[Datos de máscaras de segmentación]
╔══
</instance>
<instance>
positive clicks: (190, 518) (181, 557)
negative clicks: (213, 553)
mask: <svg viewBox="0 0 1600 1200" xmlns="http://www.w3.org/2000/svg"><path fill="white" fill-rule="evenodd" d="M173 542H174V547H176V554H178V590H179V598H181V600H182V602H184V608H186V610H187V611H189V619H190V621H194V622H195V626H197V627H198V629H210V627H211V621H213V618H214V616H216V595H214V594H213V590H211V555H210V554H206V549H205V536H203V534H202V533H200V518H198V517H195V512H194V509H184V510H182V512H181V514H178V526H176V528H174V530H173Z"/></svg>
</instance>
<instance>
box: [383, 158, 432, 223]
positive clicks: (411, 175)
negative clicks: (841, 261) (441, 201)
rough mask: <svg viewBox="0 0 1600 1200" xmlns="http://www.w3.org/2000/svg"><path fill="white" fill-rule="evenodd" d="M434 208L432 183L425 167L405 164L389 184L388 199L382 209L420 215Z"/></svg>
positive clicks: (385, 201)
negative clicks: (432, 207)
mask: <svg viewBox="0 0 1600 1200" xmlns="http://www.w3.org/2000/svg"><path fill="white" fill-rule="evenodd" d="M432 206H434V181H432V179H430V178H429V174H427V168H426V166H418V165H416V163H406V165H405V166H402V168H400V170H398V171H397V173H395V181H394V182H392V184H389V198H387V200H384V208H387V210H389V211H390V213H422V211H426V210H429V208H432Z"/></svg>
╚══
╔══
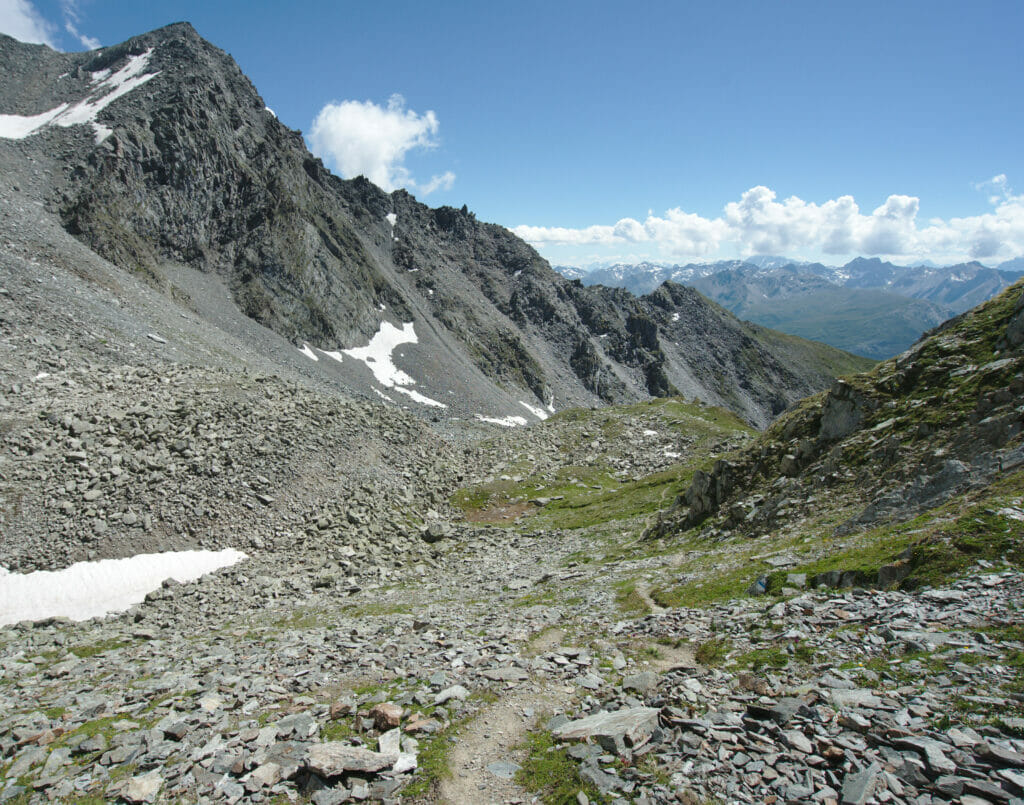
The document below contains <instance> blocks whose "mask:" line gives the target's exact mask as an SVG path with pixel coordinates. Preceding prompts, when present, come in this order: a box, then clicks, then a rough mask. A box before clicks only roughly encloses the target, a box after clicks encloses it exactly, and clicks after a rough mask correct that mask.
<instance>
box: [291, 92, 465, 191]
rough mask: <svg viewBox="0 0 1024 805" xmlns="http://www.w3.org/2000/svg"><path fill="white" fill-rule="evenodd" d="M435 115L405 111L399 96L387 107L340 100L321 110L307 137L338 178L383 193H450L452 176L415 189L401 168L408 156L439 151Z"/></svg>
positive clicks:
╚══
● **OBJETIVO DEL EJERCICIO**
Vuelve a escribir los datos desde la línea que contiene "The document below" hasta la línea que contiene "box: [291, 92, 465, 191]", ambas incluidas. Sustituye "document" por "file" y deja todo lo demás sin cambios.

● **ESPACIO DE RESPUESTA**
The file below contains <instance> blocks whose "mask:" line gives the target's exact mask as an SVG path with pixel coordinates. Preceding prompts, when present, come in this order: a box, then clicks, then a rough mask. A box before clicks only roughly encloses the target, a box after clicks encloses it exactly, and clicks after a rough mask correct that mask.
<instance>
box: [291, 92, 465, 191]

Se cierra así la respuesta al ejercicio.